*** Records for the task ***
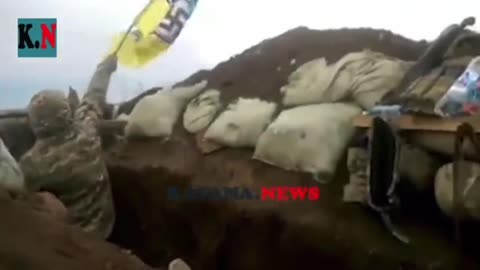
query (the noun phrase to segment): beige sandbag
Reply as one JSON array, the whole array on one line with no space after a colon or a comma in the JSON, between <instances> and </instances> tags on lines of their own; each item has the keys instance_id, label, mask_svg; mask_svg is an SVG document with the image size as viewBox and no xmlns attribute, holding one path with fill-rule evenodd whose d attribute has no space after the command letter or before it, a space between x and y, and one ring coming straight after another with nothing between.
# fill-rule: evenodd
<instances>
[{"instance_id":1,"label":"beige sandbag","mask_svg":"<svg viewBox=\"0 0 480 270\"><path fill-rule=\"evenodd\" d=\"M434 182L440 163L428 152L413 145L402 145L399 172L418 191L428 190Z\"/></svg>"},{"instance_id":2,"label":"beige sandbag","mask_svg":"<svg viewBox=\"0 0 480 270\"><path fill-rule=\"evenodd\" d=\"M128 117L125 135L168 138L187 103L206 85L207 81L202 81L192 86L177 87L145 96L135 105Z\"/></svg>"},{"instance_id":3,"label":"beige sandbag","mask_svg":"<svg viewBox=\"0 0 480 270\"><path fill-rule=\"evenodd\" d=\"M184 260L177 258L168 264L168 270L191 270L191 268Z\"/></svg>"},{"instance_id":4,"label":"beige sandbag","mask_svg":"<svg viewBox=\"0 0 480 270\"><path fill-rule=\"evenodd\" d=\"M301 65L288 77L288 84L280 88L283 104L296 106L323 102L335 102L347 95L343 91L327 91L334 76L334 65L327 65L325 58L318 58Z\"/></svg>"},{"instance_id":5,"label":"beige sandbag","mask_svg":"<svg viewBox=\"0 0 480 270\"><path fill-rule=\"evenodd\" d=\"M347 103L283 111L260 136L253 158L328 181L355 131L353 118L360 113L358 106Z\"/></svg>"},{"instance_id":6,"label":"beige sandbag","mask_svg":"<svg viewBox=\"0 0 480 270\"><path fill-rule=\"evenodd\" d=\"M301 66L281 88L287 106L353 99L371 109L393 90L411 63L364 50L346 54L334 64L320 58Z\"/></svg>"},{"instance_id":7,"label":"beige sandbag","mask_svg":"<svg viewBox=\"0 0 480 270\"><path fill-rule=\"evenodd\" d=\"M436 131L407 131L405 138L414 145L421 146L434 153L443 155L453 155L455 144L455 133L436 132ZM464 151L466 157L474 158L476 156L475 147L470 140L465 141Z\"/></svg>"},{"instance_id":8,"label":"beige sandbag","mask_svg":"<svg viewBox=\"0 0 480 270\"><path fill-rule=\"evenodd\" d=\"M190 133L197 133L210 125L220 110L220 91L209 89L187 105L183 114L183 126Z\"/></svg>"},{"instance_id":9,"label":"beige sandbag","mask_svg":"<svg viewBox=\"0 0 480 270\"><path fill-rule=\"evenodd\" d=\"M276 108L272 102L240 98L215 119L204 138L231 147L255 146Z\"/></svg>"},{"instance_id":10,"label":"beige sandbag","mask_svg":"<svg viewBox=\"0 0 480 270\"><path fill-rule=\"evenodd\" d=\"M410 62L375 54L375 60L366 60L367 64L357 63L358 67L349 66L354 73L354 79L350 88L350 95L355 102L366 110L372 109L382 98L390 93L403 79ZM341 86L341 85L340 85ZM334 89L338 91L337 85Z\"/></svg>"},{"instance_id":11,"label":"beige sandbag","mask_svg":"<svg viewBox=\"0 0 480 270\"><path fill-rule=\"evenodd\" d=\"M480 164L462 161L460 170L459 203L466 210L466 217L480 221ZM453 217L453 163L441 167L435 177L435 199L440 209L449 217Z\"/></svg>"},{"instance_id":12,"label":"beige sandbag","mask_svg":"<svg viewBox=\"0 0 480 270\"><path fill-rule=\"evenodd\" d=\"M120 121L128 121L128 118L129 116L125 113L122 113L119 116L117 116L117 120L120 120Z\"/></svg>"}]
</instances>

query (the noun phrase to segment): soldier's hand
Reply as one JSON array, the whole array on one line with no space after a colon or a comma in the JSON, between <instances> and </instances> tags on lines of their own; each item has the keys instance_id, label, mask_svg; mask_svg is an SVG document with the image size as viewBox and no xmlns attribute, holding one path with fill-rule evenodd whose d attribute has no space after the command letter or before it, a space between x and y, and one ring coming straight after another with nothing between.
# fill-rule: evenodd
<instances>
[{"instance_id":1,"label":"soldier's hand","mask_svg":"<svg viewBox=\"0 0 480 270\"><path fill-rule=\"evenodd\" d=\"M107 56L107 58L105 58L105 60L103 60L101 65L104 68L106 68L107 70L113 72L113 71L117 70L117 62L118 62L117 55L111 54L111 55Z\"/></svg>"}]
</instances>

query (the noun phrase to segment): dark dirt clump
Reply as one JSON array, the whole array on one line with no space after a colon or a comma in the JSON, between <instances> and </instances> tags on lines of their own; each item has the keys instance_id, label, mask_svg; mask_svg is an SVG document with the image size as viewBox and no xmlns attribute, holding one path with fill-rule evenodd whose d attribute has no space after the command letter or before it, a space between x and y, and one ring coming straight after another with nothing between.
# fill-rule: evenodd
<instances>
[{"instance_id":1,"label":"dark dirt clump","mask_svg":"<svg viewBox=\"0 0 480 270\"><path fill-rule=\"evenodd\" d=\"M416 60L426 46L427 42L415 42L385 30L299 27L249 48L208 73L196 73L182 84L207 79L208 87L222 91L222 100L226 103L239 96L278 102L279 89L287 83L288 75L315 58L326 57L331 63L346 53L370 49Z\"/></svg>"}]
</instances>

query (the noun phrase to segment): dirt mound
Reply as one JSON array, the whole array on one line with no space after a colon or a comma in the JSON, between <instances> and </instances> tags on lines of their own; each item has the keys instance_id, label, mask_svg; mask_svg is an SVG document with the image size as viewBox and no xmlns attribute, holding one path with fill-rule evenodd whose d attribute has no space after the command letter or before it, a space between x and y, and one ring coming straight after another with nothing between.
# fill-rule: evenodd
<instances>
[{"instance_id":1,"label":"dirt mound","mask_svg":"<svg viewBox=\"0 0 480 270\"><path fill-rule=\"evenodd\" d=\"M221 89L222 100L239 96L280 101L279 89L288 75L302 64L319 57L335 62L349 52L371 49L403 60L416 60L427 42L374 29L311 30L295 28L265 40L210 72L201 71L181 84L208 80L208 87Z\"/></svg>"},{"instance_id":2,"label":"dirt mound","mask_svg":"<svg viewBox=\"0 0 480 270\"><path fill-rule=\"evenodd\" d=\"M299 65L318 57L335 61L365 48L415 60L426 42L388 31L298 28L266 40L179 83L209 80L226 102L242 97L279 101L279 88ZM292 61L295 59L295 61ZM181 122L181 121L179 121ZM118 222L112 240L152 265L175 257L192 269L460 269L438 209L413 202L416 214L400 222L413 243L402 245L379 217L344 204L344 162L318 202L174 202L168 187L316 186L310 175L286 172L251 159L248 149L202 155L179 124L171 141L131 141L108 155ZM420 196L422 197L422 196ZM427 196L428 197L428 196ZM425 198L425 196L423 196ZM462 269L470 269L462 266Z\"/></svg>"},{"instance_id":3,"label":"dirt mound","mask_svg":"<svg viewBox=\"0 0 480 270\"><path fill-rule=\"evenodd\" d=\"M12 199L0 190L0 269L152 269L118 247L54 220L44 210L39 201Z\"/></svg>"}]
</instances>

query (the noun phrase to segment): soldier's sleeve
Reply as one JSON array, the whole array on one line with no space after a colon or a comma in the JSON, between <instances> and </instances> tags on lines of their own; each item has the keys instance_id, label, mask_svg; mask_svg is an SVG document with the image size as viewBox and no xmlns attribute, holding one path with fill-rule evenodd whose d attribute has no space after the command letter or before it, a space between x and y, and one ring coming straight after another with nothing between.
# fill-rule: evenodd
<instances>
[{"instance_id":1,"label":"soldier's sleeve","mask_svg":"<svg viewBox=\"0 0 480 270\"><path fill-rule=\"evenodd\" d=\"M32 192L40 191L44 188L44 180L36 173L36 167L32 162L32 152L28 151L19 161L20 169L22 170L25 188Z\"/></svg>"},{"instance_id":2,"label":"soldier's sleeve","mask_svg":"<svg viewBox=\"0 0 480 270\"><path fill-rule=\"evenodd\" d=\"M83 122L89 130L96 130L97 120L103 117L110 77L116 68L116 56L107 57L97 66L87 92L75 111L75 120Z\"/></svg>"}]
</instances>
*** End of Records for the task ***
• Aim of the task
The lines you return should be those above that contain the word "segment", every one of them.

• The completed task
query (the noun phrase to segment): beige sandbag
query (the noun phrase to segment): soldier's hand
query (the noun phrase to segment): dark dirt clump
query (the noun phrase to segment): dirt mound
query (the noun phrase to segment): soldier's sleeve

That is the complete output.